_Job_
Beginning at the line containing "Mark the wooden" and continuing to the end of the records below, give each line again exactly as it stands, and only those lines.

- - - - -

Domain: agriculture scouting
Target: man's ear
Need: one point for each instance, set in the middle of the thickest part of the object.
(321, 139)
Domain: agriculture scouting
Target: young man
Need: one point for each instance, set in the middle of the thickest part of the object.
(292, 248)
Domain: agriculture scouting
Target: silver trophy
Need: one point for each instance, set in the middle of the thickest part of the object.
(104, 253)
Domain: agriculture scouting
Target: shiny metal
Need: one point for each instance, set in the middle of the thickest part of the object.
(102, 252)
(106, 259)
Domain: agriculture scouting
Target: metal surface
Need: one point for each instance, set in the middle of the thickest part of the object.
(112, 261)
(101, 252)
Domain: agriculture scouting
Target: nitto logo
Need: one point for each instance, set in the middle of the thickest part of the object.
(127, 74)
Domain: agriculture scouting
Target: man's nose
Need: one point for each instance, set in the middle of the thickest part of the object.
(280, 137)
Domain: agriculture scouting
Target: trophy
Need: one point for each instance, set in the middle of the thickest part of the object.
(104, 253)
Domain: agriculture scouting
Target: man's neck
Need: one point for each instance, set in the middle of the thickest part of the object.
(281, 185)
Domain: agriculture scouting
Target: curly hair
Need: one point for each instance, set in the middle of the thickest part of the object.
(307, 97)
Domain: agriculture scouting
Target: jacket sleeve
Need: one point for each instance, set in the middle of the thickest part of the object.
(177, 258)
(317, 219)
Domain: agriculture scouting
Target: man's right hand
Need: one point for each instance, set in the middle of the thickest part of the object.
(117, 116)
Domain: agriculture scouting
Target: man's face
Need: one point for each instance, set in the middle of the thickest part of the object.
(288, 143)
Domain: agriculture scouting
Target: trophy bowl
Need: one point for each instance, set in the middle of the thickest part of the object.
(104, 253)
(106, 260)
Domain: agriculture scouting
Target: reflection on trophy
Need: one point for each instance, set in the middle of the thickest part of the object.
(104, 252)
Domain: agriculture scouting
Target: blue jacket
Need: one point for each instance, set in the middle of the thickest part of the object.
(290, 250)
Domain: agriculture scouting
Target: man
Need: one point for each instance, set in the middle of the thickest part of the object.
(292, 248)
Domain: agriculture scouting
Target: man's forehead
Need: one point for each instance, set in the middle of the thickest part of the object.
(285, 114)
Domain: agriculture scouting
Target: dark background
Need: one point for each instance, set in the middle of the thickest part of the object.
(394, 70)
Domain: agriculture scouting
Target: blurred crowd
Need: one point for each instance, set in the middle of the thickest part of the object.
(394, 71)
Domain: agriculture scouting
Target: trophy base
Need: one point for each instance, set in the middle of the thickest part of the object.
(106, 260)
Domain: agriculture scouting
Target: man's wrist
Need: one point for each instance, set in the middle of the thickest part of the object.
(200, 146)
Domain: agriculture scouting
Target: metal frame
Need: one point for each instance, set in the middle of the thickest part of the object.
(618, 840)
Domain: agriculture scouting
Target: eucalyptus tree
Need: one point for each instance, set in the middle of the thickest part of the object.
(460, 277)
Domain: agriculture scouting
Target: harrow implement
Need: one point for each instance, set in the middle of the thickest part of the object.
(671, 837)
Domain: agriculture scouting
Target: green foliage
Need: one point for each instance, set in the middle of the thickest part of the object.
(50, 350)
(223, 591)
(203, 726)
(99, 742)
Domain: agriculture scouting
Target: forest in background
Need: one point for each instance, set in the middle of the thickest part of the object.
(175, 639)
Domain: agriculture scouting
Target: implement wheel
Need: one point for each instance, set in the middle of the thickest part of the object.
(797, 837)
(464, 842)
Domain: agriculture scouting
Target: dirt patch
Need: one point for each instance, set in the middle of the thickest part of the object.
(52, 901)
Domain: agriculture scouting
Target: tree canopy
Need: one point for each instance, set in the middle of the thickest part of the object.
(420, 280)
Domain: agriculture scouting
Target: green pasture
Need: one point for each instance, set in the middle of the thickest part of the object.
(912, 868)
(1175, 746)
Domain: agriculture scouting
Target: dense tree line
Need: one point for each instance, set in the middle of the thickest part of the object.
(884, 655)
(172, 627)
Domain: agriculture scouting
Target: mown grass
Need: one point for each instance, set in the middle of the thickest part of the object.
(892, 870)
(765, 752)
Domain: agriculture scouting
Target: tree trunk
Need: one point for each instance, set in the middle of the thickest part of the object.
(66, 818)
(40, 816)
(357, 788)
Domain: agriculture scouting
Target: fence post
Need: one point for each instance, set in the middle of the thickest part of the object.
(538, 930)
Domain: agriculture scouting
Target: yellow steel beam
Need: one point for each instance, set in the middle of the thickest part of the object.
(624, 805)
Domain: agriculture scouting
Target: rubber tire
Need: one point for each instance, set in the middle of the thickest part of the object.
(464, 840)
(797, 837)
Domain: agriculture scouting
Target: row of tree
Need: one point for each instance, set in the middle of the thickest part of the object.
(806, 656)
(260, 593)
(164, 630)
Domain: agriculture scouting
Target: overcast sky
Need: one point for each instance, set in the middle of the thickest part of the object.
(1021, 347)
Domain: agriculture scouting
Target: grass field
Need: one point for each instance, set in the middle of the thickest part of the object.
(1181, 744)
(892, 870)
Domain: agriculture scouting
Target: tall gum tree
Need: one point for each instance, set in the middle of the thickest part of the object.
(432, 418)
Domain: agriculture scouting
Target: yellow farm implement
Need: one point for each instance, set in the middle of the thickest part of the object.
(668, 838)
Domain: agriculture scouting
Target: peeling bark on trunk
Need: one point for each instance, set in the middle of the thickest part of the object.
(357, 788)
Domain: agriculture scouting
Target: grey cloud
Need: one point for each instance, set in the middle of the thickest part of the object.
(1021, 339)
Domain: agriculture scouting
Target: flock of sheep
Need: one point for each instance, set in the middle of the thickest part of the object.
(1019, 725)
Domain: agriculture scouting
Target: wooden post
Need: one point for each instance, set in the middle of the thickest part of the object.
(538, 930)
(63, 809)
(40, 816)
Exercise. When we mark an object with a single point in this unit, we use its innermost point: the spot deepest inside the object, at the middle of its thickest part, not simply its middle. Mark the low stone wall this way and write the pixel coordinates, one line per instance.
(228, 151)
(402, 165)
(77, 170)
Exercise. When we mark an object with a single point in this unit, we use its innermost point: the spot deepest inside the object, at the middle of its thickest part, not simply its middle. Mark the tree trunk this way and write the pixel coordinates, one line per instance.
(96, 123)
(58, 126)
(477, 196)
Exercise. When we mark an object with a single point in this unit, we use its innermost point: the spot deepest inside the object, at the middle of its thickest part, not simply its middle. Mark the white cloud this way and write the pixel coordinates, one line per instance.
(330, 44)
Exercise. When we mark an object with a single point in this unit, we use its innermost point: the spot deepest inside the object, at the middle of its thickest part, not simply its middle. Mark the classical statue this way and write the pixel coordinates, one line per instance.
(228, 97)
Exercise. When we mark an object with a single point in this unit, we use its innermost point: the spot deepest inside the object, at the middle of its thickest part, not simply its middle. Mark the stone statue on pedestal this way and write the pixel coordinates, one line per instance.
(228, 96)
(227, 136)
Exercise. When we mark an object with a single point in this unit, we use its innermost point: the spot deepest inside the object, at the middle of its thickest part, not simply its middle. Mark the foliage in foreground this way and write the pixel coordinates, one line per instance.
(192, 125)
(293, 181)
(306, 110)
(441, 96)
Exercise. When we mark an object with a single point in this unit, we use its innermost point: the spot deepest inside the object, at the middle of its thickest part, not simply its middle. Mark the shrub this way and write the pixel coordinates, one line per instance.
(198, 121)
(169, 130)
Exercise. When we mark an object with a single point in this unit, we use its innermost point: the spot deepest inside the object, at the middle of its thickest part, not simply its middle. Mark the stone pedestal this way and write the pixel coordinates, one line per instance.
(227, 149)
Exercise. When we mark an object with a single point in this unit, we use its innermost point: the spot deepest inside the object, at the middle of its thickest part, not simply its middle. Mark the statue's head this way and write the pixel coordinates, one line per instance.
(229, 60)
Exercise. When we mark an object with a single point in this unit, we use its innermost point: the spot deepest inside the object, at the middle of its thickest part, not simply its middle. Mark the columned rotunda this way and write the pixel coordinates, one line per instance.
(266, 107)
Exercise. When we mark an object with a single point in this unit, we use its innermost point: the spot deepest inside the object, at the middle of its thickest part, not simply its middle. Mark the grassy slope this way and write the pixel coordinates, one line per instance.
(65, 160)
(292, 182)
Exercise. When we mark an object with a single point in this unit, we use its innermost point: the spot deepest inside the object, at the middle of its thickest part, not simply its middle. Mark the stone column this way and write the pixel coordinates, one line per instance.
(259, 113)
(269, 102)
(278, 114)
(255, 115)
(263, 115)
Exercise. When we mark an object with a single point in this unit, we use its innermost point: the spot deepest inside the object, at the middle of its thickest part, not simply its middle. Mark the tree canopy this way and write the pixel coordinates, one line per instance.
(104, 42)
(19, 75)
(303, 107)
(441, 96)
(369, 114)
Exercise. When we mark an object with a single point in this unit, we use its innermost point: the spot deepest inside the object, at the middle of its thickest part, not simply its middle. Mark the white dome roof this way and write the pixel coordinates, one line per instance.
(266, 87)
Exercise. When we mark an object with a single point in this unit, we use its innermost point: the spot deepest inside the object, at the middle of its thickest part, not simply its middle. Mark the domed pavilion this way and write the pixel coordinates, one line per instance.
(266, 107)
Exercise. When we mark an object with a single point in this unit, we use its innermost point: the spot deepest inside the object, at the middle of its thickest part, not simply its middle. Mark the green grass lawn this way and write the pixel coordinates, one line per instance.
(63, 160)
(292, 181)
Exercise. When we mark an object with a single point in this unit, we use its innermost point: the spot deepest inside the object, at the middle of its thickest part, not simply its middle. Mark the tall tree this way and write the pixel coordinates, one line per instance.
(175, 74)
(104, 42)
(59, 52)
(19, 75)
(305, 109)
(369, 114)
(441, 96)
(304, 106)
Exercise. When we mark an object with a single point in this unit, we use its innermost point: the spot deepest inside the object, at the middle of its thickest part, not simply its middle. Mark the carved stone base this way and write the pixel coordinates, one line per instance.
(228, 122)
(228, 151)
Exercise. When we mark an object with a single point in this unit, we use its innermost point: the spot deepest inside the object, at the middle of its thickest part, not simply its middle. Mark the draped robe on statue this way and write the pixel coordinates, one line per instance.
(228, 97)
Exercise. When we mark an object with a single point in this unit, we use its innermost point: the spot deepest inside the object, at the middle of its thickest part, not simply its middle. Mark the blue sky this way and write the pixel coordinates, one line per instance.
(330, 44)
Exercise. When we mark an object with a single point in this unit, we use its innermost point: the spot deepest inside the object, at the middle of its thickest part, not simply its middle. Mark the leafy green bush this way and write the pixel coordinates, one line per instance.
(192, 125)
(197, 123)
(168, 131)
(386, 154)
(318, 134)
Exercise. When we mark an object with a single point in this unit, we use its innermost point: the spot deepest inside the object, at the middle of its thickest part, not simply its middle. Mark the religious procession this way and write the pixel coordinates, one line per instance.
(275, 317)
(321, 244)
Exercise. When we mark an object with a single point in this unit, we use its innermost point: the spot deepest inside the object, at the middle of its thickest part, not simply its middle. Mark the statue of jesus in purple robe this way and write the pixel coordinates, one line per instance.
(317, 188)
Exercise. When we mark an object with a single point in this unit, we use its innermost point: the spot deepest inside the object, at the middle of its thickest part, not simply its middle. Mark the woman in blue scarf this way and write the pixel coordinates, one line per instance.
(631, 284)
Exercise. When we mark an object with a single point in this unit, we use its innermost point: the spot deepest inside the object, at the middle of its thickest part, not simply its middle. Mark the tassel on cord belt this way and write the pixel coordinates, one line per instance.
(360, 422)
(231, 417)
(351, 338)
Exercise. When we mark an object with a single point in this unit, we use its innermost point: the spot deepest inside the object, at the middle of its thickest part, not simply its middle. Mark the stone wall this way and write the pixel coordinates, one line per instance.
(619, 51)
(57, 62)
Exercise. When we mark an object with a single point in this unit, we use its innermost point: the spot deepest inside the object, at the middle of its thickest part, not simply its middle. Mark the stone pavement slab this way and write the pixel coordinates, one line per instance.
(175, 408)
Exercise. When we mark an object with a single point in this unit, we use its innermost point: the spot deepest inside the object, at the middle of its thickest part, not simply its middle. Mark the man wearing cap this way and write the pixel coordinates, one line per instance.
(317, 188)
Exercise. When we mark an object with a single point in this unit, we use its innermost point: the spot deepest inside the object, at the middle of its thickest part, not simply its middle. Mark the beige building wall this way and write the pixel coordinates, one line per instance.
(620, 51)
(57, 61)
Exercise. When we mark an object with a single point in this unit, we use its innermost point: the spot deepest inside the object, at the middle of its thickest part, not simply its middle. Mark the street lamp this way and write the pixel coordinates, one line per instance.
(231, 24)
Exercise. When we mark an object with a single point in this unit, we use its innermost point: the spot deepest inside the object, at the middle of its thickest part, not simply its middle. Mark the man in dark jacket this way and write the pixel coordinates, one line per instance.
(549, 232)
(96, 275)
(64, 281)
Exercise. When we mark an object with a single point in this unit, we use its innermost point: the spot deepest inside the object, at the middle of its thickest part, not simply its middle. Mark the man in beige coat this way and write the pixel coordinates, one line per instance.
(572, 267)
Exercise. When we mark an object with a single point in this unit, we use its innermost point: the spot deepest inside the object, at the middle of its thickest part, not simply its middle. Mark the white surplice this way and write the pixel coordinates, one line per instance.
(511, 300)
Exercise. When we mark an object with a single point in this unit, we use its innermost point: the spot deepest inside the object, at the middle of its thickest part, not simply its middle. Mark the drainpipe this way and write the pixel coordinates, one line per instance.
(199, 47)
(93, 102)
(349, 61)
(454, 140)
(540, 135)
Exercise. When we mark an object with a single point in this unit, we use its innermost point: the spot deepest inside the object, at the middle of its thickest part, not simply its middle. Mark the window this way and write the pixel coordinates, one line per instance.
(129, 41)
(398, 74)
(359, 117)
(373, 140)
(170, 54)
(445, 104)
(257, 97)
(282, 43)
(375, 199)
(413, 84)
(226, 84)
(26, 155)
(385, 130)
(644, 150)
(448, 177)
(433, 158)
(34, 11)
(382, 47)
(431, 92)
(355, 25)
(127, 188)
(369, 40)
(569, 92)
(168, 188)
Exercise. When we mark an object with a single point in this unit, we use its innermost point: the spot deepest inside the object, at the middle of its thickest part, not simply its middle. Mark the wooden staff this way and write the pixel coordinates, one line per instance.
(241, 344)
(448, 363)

- - - - -

_Written solution_
Exercise. When we mark an object with a single point in this unit, we use its innermost point: the spot deepest inside the object, at the middle of its thickest part, not simply its middle. Mark the wooden staff this way and write the pixel coordinates, one line per instance.
(241, 344)
(448, 363)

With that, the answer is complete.